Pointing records
____
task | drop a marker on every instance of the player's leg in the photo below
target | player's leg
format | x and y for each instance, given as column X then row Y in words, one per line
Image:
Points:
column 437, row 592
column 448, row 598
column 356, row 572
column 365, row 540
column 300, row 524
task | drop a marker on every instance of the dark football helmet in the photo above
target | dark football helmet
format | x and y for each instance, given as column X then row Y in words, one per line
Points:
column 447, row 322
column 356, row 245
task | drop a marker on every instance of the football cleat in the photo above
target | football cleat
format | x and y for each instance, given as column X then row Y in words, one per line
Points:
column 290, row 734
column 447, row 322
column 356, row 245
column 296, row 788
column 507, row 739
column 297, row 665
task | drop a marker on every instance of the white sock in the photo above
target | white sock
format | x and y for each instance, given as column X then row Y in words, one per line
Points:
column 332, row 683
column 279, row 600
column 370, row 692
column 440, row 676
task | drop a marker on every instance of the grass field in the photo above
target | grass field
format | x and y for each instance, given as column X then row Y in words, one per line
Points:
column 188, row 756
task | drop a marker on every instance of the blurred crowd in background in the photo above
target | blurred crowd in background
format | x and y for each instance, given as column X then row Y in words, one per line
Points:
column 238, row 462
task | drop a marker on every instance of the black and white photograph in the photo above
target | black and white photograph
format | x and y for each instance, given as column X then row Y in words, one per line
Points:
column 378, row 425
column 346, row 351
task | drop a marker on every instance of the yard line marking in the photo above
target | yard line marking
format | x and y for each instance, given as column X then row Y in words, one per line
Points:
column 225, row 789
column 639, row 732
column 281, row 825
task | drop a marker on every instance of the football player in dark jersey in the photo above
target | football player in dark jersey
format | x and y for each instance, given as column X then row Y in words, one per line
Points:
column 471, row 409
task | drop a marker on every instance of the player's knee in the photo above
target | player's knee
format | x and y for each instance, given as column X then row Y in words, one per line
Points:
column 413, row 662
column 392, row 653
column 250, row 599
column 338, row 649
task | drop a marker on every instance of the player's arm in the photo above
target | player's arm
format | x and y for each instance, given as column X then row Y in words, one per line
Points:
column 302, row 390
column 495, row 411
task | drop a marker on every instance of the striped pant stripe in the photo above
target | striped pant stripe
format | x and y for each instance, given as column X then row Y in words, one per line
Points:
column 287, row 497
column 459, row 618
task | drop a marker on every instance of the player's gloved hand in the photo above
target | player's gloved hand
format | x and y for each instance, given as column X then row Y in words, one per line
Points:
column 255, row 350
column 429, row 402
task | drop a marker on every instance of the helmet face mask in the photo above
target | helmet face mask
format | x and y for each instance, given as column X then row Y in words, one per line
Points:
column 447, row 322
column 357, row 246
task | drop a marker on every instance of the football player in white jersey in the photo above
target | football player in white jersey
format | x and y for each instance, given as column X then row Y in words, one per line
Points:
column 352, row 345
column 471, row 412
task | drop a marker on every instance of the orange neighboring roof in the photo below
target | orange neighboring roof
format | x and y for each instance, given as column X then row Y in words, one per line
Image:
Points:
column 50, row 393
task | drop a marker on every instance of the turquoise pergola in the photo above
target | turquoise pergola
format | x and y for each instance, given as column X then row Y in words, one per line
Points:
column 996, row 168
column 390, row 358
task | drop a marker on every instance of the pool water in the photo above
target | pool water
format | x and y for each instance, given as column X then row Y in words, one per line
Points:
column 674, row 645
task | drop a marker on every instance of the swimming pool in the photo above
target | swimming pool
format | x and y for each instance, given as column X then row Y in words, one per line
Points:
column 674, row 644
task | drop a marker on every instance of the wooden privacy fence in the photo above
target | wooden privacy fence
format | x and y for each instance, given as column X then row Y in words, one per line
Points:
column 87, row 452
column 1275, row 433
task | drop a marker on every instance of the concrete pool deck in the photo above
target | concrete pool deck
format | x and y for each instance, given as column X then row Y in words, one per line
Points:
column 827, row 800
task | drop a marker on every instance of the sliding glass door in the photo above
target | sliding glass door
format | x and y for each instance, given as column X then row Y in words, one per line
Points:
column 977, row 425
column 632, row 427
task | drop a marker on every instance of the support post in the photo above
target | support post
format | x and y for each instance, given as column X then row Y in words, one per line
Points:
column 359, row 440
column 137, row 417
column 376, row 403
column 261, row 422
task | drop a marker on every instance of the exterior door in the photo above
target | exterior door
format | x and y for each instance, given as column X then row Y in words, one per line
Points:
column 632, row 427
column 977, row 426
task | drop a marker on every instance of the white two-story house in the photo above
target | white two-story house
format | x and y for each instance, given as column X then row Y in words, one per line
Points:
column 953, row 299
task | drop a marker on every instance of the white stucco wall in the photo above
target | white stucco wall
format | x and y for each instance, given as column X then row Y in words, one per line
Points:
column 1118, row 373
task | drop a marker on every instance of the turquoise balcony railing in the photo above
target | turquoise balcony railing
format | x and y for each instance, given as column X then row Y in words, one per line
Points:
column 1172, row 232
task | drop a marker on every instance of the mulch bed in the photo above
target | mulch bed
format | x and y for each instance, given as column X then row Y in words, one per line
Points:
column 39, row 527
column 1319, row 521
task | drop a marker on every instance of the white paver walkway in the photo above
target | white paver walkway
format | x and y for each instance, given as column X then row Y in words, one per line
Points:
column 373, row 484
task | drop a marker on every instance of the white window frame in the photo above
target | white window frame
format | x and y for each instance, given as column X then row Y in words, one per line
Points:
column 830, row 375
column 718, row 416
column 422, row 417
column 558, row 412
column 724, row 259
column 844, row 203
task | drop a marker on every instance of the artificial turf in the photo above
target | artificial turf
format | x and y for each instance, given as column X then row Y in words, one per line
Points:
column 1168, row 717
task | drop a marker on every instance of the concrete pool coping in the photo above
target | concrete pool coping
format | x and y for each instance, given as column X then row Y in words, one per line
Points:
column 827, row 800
____
Return each entry from the material above exactly as it appears.

task | drop a marker on every instance of the player's leg in the photo below
target | player's leg
format | x and y for each instance, given as column X then row Y in words, one per line
Image:
Points:
column 437, row 592
column 448, row 598
column 356, row 572
column 365, row 540
column 300, row 524
task | drop a marker on every instance of the dark football helmet in the photo above
target | dark football helmet
format | x and y for each instance, given as column X then row Y in words, one per line
Points:
column 447, row 322
column 356, row 245
task | drop a marker on every instance of the football cleat in the photo above
target | football cleat
format | x and y for each instance, given as column X then row Y in words, one per line
Points:
column 290, row 734
column 447, row 322
column 356, row 245
column 296, row 788
column 507, row 739
column 297, row 665
task | drop a marker on every instance of the white sock in the photo above
target | white sock
format | x and y for each instance, given as column X then row Y in words, one per line
Points:
column 332, row 683
column 279, row 600
column 370, row 692
column 440, row 676
task | drop a marker on every instance of the grass field in the photo above
target | grass field
format | x and y for each instance, given as column X then row Y in words, one per line
Points:
column 188, row 756
task | drop a marker on every instance of the blurred crowd in background in the photo above
target | blurred crowd in background
format | x and y for each instance, given as column X then row Y in words, one per line
Points:
column 238, row 462
task | drop a marker on every instance of the black and white photograph in the photo above
target | black and white photograph
format | x and y for each instance, given as column X then row Y in words, one per line
Points:
column 378, row 425
column 346, row 351
task | drop a marker on every instance of the yard line marking in the photo above
target | yard line marking
format | x and y for each instance, given as column X then row Y in words, one per line
Points:
column 225, row 789
column 639, row 732
column 281, row 825
task | drop a marker on every instance of the football player in dark jersey in the photo above
target | football player in dark jersey
format | x and y for each instance, given as column X then row Y in words, one per line
Points:
column 471, row 409
task | drop a marker on every instance of the player's knee in the photo above
target | player's knee
format | x and y for each instance, given as column X then row Y in words, one per line
Points:
column 413, row 662
column 392, row 653
column 250, row 599
column 338, row 649
task | drop a marker on every instance of the player's arm in the photo above
target | player's arm
format | x and y for each instance, given as column X then row Y in words, one per line
Points:
column 302, row 390
column 495, row 411
task | drop a marker on every instance of the striped pant stripe in the photo above
target | striped pant stripe
format | x and y for each instance, given as column X then row Y in words, one per line
Points:
column 287, row 497
column 459, row 618
task | drop a marker on every instance of the player's gloved hand in the photo above
target | player's gloved hand
format | x and y for each instance, given as column X then row Y in words, one per line
Points:
column 255, row 350
column 429, row 402
task | drop a marker on every instance of the helmet face mask in the photo above
target | helmet face mask
format | x and y for each instance, given as column X then row Y in words, one per line
Points:
column 447, row 322
column 357, row 246
task | drop a marker on every instance of the football player in white jersey in the photo above
target | football player in white jersey
format | x and y for each instance, given as column X then row Y in words, one per line
Points:
column 352, row 345
column 471, row 412
task | drop a marker on every instance of the orange neighboring roof in the photo below
target | orange neighboring roof
format | x and y for each instance, given as column X then row Y in words, one per line
Image:
Points:
column 50, row 393
task | drop a marker on every instance of the turquoise pergola in the photo above
target | turquoise pergola
format | x and y for each instance, given as column X then row Y in words, one per line
Points:
column 996, row 168
column 390, row 358
task | drop a marker on every instance of the pool water in the photo above
target | pool water
format | x and y for each instance, given as column X then row Y in words, one per line
Points:
column 674, row 645
task | drop a marker on every instance of the swimming pool in the photo above
target | swimming pool
format | x and y for each instance, given as column X then row Y in words, one per line
Points:
column 674, row 644
task | drop a marker on every instance of the wooden privacy fence in the photo above
target | wooden privacy fence
format | x and y for each instance, given as column X then row Y in words, one per line
Points:
column 87, row 452
column 1275, row 433
task | drop a marker on every instance of the concrete pool deck in the photo above
target | concrete pool deck
format | x and y for each instance, given as column X then row Y in words, one per line
Points:
column 827, row 800
task | drop a marker on every instance of the sliding glass door in the photo above
target | sliding glass door
format | x and y for each instance, given as column X then row Y in words, one per line
Points:
column 977, row 425
column 632, row 427
task | drop a marker on every instance of the support post in the photo above
target | support post
format | x and y for each instance, given as column X then row Y in words, one per line
Points:
column 359, row 440
column 137, row 417
column 376, row 403
column 261, row 422
task | drop a marker on every instance of the exterior door in the photo above
target | exterior door
format | x and y for each instance, given as column X then row Y in words, one per line
Points:
column 632, row 427
column 977, row 426
task | drop a marker on every instance of the white two-story house in the photo above
target | white two-story house
format | x and y for each instance, given as column X then row Y in words, one per line
Points:
column 953, row 299
task | drop a marker on every instance of the white stucco wall in the photo above
target | white stucco wall
format | x and y for each instance, given as column X then row Y in words, one per line
Points:
column 1118, row 373
task | drop a marker on every instance of the turquoise balcony railing in the photo above
target | turquoise balcony railing
format | x and y for each instance, given as column X then row Y in words, one per line
Points:
column 1172, row 232
task | drop a marker on every instance of the mulch bed in the photo above
target | mulch bed
format | x and y for each instance, given as column X then row Y in words, one per line
Points:
column 39, row 527
column 1319, row 521
task | drop a marker on every instance of the white paver walkway in the photo above
target | white paver walkway
format | x and y for each instance, given as column X then row Y in words, one per line
Points:
column 373, row 484
task | drop a marker on every instance of the white window frame in the photo above
target | white window frame
format | x and y for each instance, given as column X then row Y in words, one per line
Points:
column 830, row 375
column 718, row 416
column 422, row 417
column 558, row 412
column 724, row 259
column 844, row 203
task | drop a marker on every instance of the artificial turf in the photo above
target | artificial turf
format | x and y for each instance, given as column X then row Y in words, one per line
Points:
column 1168, row 717
task | drop a marker on every instance of the concrete pool coping in the photo above
target | concrete pool coping
format | x and y for each instance, given as column X then row Y in words, one per line
Points:
column 827, row 800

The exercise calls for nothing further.